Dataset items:
┌────────
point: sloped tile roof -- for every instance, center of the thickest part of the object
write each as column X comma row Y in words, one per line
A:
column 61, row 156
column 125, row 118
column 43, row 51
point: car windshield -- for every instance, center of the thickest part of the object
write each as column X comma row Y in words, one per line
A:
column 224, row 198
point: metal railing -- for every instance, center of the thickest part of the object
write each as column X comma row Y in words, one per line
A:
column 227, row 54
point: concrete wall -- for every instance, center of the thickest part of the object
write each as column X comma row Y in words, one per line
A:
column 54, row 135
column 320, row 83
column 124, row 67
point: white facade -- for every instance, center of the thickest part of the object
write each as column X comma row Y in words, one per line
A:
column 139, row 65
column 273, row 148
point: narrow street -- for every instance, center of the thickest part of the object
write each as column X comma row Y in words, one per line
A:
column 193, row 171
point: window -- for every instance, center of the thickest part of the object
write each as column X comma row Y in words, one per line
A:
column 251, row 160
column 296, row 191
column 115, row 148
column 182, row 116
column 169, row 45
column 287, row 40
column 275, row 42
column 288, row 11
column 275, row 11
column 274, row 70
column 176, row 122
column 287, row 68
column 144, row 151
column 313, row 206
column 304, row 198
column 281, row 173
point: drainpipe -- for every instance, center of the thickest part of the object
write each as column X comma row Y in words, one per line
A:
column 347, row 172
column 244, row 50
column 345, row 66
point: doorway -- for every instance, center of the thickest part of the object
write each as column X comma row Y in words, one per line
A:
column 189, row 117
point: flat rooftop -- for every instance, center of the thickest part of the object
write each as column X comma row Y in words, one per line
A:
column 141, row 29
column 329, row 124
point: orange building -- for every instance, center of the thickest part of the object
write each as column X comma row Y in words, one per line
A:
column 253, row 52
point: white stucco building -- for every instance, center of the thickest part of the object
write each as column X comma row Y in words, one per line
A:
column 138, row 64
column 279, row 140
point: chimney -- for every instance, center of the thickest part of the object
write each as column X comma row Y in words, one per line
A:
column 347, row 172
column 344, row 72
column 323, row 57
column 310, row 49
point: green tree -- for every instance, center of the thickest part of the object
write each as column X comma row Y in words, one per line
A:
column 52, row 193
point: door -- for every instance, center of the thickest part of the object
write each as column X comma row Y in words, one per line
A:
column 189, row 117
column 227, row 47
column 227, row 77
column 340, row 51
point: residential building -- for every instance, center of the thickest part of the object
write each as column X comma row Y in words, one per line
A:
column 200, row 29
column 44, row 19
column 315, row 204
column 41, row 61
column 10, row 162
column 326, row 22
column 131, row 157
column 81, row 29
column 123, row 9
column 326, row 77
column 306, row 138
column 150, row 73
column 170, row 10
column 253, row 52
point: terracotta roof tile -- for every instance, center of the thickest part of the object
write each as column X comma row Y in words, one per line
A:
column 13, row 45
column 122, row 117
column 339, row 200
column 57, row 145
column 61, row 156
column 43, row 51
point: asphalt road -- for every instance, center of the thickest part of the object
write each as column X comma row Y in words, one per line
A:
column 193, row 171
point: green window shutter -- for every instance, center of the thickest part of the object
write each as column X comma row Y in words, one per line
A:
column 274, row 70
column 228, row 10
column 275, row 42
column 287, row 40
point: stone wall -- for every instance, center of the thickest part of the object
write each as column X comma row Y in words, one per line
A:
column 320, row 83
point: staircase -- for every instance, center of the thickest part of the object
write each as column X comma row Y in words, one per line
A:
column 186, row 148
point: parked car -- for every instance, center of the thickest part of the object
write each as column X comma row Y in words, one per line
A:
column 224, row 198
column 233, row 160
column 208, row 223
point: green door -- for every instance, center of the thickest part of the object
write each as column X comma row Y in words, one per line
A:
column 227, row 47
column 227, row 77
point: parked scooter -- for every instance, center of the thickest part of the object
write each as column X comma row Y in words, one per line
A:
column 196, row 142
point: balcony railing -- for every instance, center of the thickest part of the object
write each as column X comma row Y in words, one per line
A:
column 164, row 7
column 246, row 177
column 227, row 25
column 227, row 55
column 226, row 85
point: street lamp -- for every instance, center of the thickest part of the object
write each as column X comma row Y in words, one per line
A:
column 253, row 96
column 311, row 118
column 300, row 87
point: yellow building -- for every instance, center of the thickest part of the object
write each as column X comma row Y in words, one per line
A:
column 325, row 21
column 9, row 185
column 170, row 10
└────────
Task directions: Rewrite all of the data above, substituting "widest" for every occurrence of "thickest" and leaving everything else unchanged.

Answer to this task:
point: sloped tile roof -- for every instance, center of the widest part of the object
write each as column X comma row Y in words, one per line
A:
column 61, row 156
column 125, row 118
column 43, row 51
point: car windshield -- for every instance, center of the widest part of the object
write each as column X comma row Y in words, one per line
A:
column 224, row 198
point: metal railing -- for every instance, center of the widest part of the object
write each as column X comma row Y in words, one per line
A:
column 227, row 54
point: concrete wall -- for every instance, center of the widest part of the object
write each as column X comma row Y in words, one per line
A:
column 54, row 135
column 320, row 83
column 124, row 67
point: white facade -- for every instance, center of the widest part of the object
write each as column X comma row Y in words, one per line
A:
column 139, row 65
column 273, row 148
point: narrow street -- for every instance, center of the widest part of the object
write each as column X comma row Y in words, one per line
A:
column 193, row 171
point: window -- for every instance, center of the widest part of the object
write each as column X comma row Y in words, one per line
A:
column 251, row 160
column 296, row 191
column 115, row 148
column 182, row 116
column 169, row 45
column 287, row 40
column 275, row 42
column 288, row 11
column 275, row 11
column 274, row 70
column 176, row 122
column 287, row 68
column 144, row 151
column 313, row 206
column 304, row 198
column 281, row 173
point: drainpipe -- for every instance, center of the widest part of the object
write each as column X comma row Y in words, one per line
A:
column 347, row 172
column 244, row 50
column 345, row 66
point: doorway -- for every instance, center of the widest part of the object
write each as column X comma row Y in words, one per line
A:
column 189, row 117
point: flat rooftop -- for every instance, center of the widest part of the object
write each as column X comma row Y in words, one per line
A:
column 141, row 29
column 329, row 124
point: orange building -- for every instance, center of the widest part of the object
write each as column X comma row Y in words, one per line
A:
column 253, row 52
point: white stucco building -- for every instance, center of the widest part of the object
write each as column X comma row Y in words, one per line
A:
column 138, row 64
column 279, row 140
point: chimney -- for every instance, center of the widest part of the object
write each as column X comma row Y in words, one per line
A:
column 347, row 172
column 344, row 72
column 323, row 57
column 310, row 49
point: green tree -- for every instance, center of the widest part of the object
write each as column X comma row Y in words, one per line
A:
column 52, row 193
point: door -- for every instance, center of the widest part of the object
write each as column X comma row Y in words, one per line
A:
column 189, row 117
column 227, row 47
column 227, row 77
column 340, row 51
point: residential building -- for every instance, center of the widest part of the object
write each as column X comma row Y in words, one per line
A:
column 200, row 29
column 44, row 19
column 315, row 204
column 41, row 61
column 10, row 162
column 326, row 22
column 131, row 157
column 81, row 29
column 123, row 9
column 326, row 77
column 306, row 138
column 150, row 73
column 170, row 10
column 253, row 52
point: terracotta roof tile -- for every instance, center of the widest part of the object
write each as column X comma row Y in words, one per line
A:
column 13, row 45
column 122, row 117
column 339, row 200
column 57, row 145
column 61, row 156
column 43, row 51
point: asphalt road -- for every instance, center of the widest part of the object
write each as column X comma row Y in words, one per line
A:
column 193, row 171
point: green window shutter -- for every instance, center of the widest part of the object
write each as column X comma row Y in words, one per line
A:
column 274, row 70
column 228, row 10
column 275, row 42
column 287, row 40
point: stone wall -- for every instance, center of the widest part of the object
write each as column X comma row Y in words, one per line
A:
column 320, row 83
point: staircase -- for every instance, center of the widest part of the object
write each as column X comma row Y in words, one per line
A:
column 186, row 148
point: parked car -- for every instance, center of the widest part of the object
write each as column X comma row Y in words, one per line
A:
column 224, row 198
column 233, row 160
column 208, row 223
point: green door -- for every instance, center of the widest part of the object
write each as column X comma row Y in words, one per line
A:
column 227, row 47
column 227, row 77
point: parked scooter -- for every instance, center of the widest part of the object
write each as column X comma row Y in words, one per line
A:
column 196, row 142
point: balcony railing -- for every instance, center of the widest part of the object
write each as column X comma row Y in words, one per line
A:
column 164, row 7
column 246, row 177
column 227, row 25
column 227, row 55
column 226, row 85
point: street lamp -- for every instance, center of the widest part of the object
write each as column X comma row Y in words, one per line
A:
column 253, row 96
column 311, row 118
column 300, row 87
point: yellow building -- for every instance, center of the widest part of the object
write each as column X comma row Y in words, one per line
A:
column 325, row 21
column 9, row 185
column 170, row 10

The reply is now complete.